(RECORDS SUPPLIED)

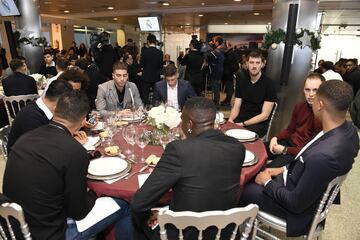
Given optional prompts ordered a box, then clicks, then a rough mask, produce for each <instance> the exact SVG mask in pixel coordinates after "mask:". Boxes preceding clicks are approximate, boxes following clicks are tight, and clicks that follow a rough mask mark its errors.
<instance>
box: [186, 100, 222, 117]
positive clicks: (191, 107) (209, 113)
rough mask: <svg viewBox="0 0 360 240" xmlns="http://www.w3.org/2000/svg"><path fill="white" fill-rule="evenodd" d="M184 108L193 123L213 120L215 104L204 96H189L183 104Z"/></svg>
mask: <svg viewBox="0 0 360 240" xmlns="http://www.w3.org/2000/svg"><path fill="white" fill-rule="evenodd" d="M184 110H186V111H187V112H188V114H189V118H190V119H191V120H192V121H193V122H194V123H203V122H206V121H215V117H216V106H215V104H214V102H213V101H211V100H210V99H207V98H205V97H192V98H189V99H188V100H187V101H186V102H185V104H184V107H183V111H184Z"/></svg>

(End RECORDS SUPPLIED)

» BRIEF
I'd like every record transcribed exactly, with no pictures carried over.

» WRITTEN REPLY
Given optional prompts ordered a box, then clicks, then a rough mask, produce for each <instance> the exact SVG mask in pixel coordinates after "mask:". Boxes preceding clicks are approximate, boxes following clicks are tight, and clicks that follow a rough mask mark its errors.
<instance>
box: [186, 100, 222, 117]
positive clicks: (191, 107) (209, 113)
rough mask: <svg viewBox="0 0 360 240" xmlns="http://www.w3.org/2000/svg"><path fill="white" fill-rule="evenodd" d="M184 108L193 123L213 120L215 104L204 96H189L183 104Z"/></svg>
mask: <svg viewBox="0 0 360 240" xmlns="http://www.w3.org/2000/svg"><path fill="white" fill-rule="evenodd" d="M184 110H186V111H187V112H188V114H189V118H190V119H191V120H192V121H193V122H194V123H203V122H206V121H215V117H216V106H215V104H214V102H213V101H211V100H210V99H207V98H205V97H192V98H189V99H188V100H187V101H186V102H185V104H184V107H183V111H184Z"/></svg>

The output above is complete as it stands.